Source document:
-- Opening Marker --
A fen wetland in the San Juan mountains. 

Friday, October 21, 2016

Photographing Wing Venetation Patterns of Little Brown Bats

By Blaise Newman, CNHP Siegele Intern

Little brown bats (Myotis lucifugus) are widespread across North America. They vary in color from reddish, brown, to golden with a wingspan of 8 to 11 inches and an average weight of less than half an ounce. In the summer, female little brown bats aggregate at sites called maternity roosts which can be found in buildings, caves, and other covered areas.

Unfortunately, the little brown bat is under attack across its range. White nose syndrome (WNS) is a fungus that disturbs the bat’s hibernation pattern wasting valuable energy needed to survive the winter. In eastern North America, the disease has killed millions of bats. The disease has yet to be detected in Colorado, but a recent detection in Washington state has scientists concerned. The Colorado Natural Heritage Program and Colorado Parks and Wildlife have started an ambitious project to monitor little brown bat maternity colonies in the Yampa Valley of Colorado. Obtaining baseline of data of bat survival and persistence prior to WNS is extremely valuable.

At two maternity sites, Jeremy Siemers and Rob Schorr are using passive integrated transponder (PIT) tags to monitor the adult female and juvenile bats. PIT tags are similar to radio-frequency identification (RFID) chips in your pets. PIT tags are unique identifiers that can help estimate mortality, understand behavior, and track population changes over time. However, one major concern for this marking technique is tag loss. For this reason, new methods of individual identification are being explored to work in conjunction with the PIT tags.

Wing venation is a promising identification tool. Similar to a fingerprint, wing venation is thought to be unique to each individual bat. After the bats were captured and tagged, I spread the wings of captured bats over a light board to show the distinct venation patterns. I then used a mounted camera to document the bat wing venation to be analyzed and cataloged later. Hopefully, future studies will be able to identify individual bats using both PIT tag and wing venation IDs.
-- Closing Marker --
Raw data:
-- Opening Marker --
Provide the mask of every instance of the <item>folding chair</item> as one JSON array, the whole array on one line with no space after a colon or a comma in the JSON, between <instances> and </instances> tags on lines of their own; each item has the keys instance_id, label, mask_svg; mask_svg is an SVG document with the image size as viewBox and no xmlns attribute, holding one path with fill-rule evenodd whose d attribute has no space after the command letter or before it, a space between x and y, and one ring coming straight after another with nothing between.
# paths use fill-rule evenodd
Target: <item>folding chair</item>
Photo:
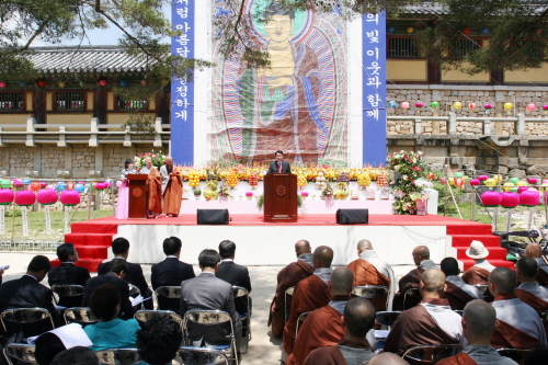
<instances>
[{"instance_id":1,"label":"folding chair","mask_svg":"<svg viewBox=\"0 0 548 365\"><path fill-rule=\"evenodd\" d=\"M82 327L85 327L88 324L95 324L99 322L99 318L96 318L88 307L67 308L62 317L65 318L65 323L67 324L79 323Z\"/></svg>"},{"instance_id":2,"label":"folding chair","mask_svg":"<svg viewBox=\"0 0 548 365\"><path fill-rule=\"evenodd\" d=\"M95 351L103 365L133 365L141 363L137 349L106 349Z\"/></svg>"},{"instance_id":3,"label":"folding chair","mask_svg":"<svg viewBox=\"0 0 548 365\"><path fill-rule=\"evenodd\" d=\"M12 358L15 360L15 364L38 364L36 358L34 358L34 345L26 343L10 343L3 349L3 355L9 365L14 365Z\"/></svg>"},{"instance_id":4,"label":"folding chair","mask_svg":"<svg viewBox=\"0 0 548 365\"><path fill-rule=\"evenodd\" d=\"M383 285L364 285L364 286L355 286L352 289L352 295L356 297L364 297L367 299L377 299L386 296L386 303L384 306L384 310L388 308L388 298L390 296L390 289ZM375 303L373 303L375 306Z\"/></svg>"},{"instance_id":5,"label":"folding chair","mask_svg":"<svg viewBox=\"0 0 548 365\"><path fill-rule=\"evenodd\" d=\"M228 365L225 354L208 347L182 346L176 352L174 361L184 365Z\"/></svg>"},{"instance_id":6,"label":"folding chair","mask_svg":"<svg viewBox=\"0 0 548 365\"><path fill-rule=\"evenodd\" d=\"M13 333L13 337L8 335L8 342L12 343L22 342L26 338L38 335L55 328L52 315L44 308L5 309L0 315L0 321L4 333ZM43 323L47 326L39 326Z\"/></svg>"},{"instance_id":7,"label":"folding chair","mask_svg":"<svg viewBox=\"0 0 548 365\"><path fill-rule=\"evenodd\" d=\"M220 351L232 365L238 364L238 351L236 347L236 330L232 318L224 310L189 310L183 317L183 335L190 339L189 322L202 326L230 324L230 343L228 345L217 345L213 350Z\"/></svg>"},{"instance_id":8,"label":"folding chair","mask_svg":"<svg viewBox=\"0 0 548 365\"><path fill-rule=\"evenodd\" d=\"M248 303L248 311L244 313L239 313L241 319L241 331L242 331L242 344L240 345L240 352L242 354L248 353L249 342L251 341L251 306L249 299L249 292L244 287L232 285L232 292L236 298L246 297Z\"/></svg>"},{"instance_id":9,"label":"folding chair","mask_svg":"<svg viewBox=\"0 0 548 365\"><path fill-rule=\"evenodd\" d=\"M287 319L289 318L289 310L292 309L292 306L288 303L288 297L293 298L293 292L295 292L295 286L289 286L287 289L285 289L284 294L284 312L285 312L285 321L287 322Z\"/></svg>"},{"instance_id":10,"label":"folding chair","mask_svg":"<svg viewBox=\"0 0 548 365\"><path fill-rule=\"evenodd\" d=\"M438 361L463 352L458 344L439 344L409 347L401 356L409 364L435 364Z\"/></svg>"}]
</instances>

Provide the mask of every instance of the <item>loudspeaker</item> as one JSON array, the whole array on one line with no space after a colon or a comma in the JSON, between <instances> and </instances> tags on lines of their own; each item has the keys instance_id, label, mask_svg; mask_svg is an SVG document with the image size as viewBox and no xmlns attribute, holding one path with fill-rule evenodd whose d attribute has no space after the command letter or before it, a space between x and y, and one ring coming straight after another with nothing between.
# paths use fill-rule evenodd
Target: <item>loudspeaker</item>
<instances>
[{"instance_id":1,"label":"loudspeaker","mask_svg":"<svg viewBox=\"0 0 548 365\"><path fill-rule=\"evenodd\" d=\"M336 209L338 225L367 225L369 223L369 209Z\"/></svg>"},{"instance_id":2,"label":"loudspeaker","mask_svg":"<svg viewBox=\"0 0 548 365\"><path fill-rule=\"evenodd\" d=\"M197 209L198 225L228 225L228 209Z\"/></svg>"}]
</instances>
-- Closing Marker --
Try it:
Reproduce the passage of the little brown bat article above between "Photographing Wing Venetation" and "other covered areas.", inclusive.

Answer to this problem:
Photographing Wing Venetation Patterns of Little Brown Bats

By Blaise Newman, CNHP Siegele Intern

Little brown bats (Myotis lucifugus) are widespread across North America. They vary in color from reddish, brown, to golden with a wingspan of 8 to 11 inches and an average weight of less than half an ounce. In the summer, female little brown bats aggregate at sites called maternity roosts which can be found in buildings, caves, and other covered areas.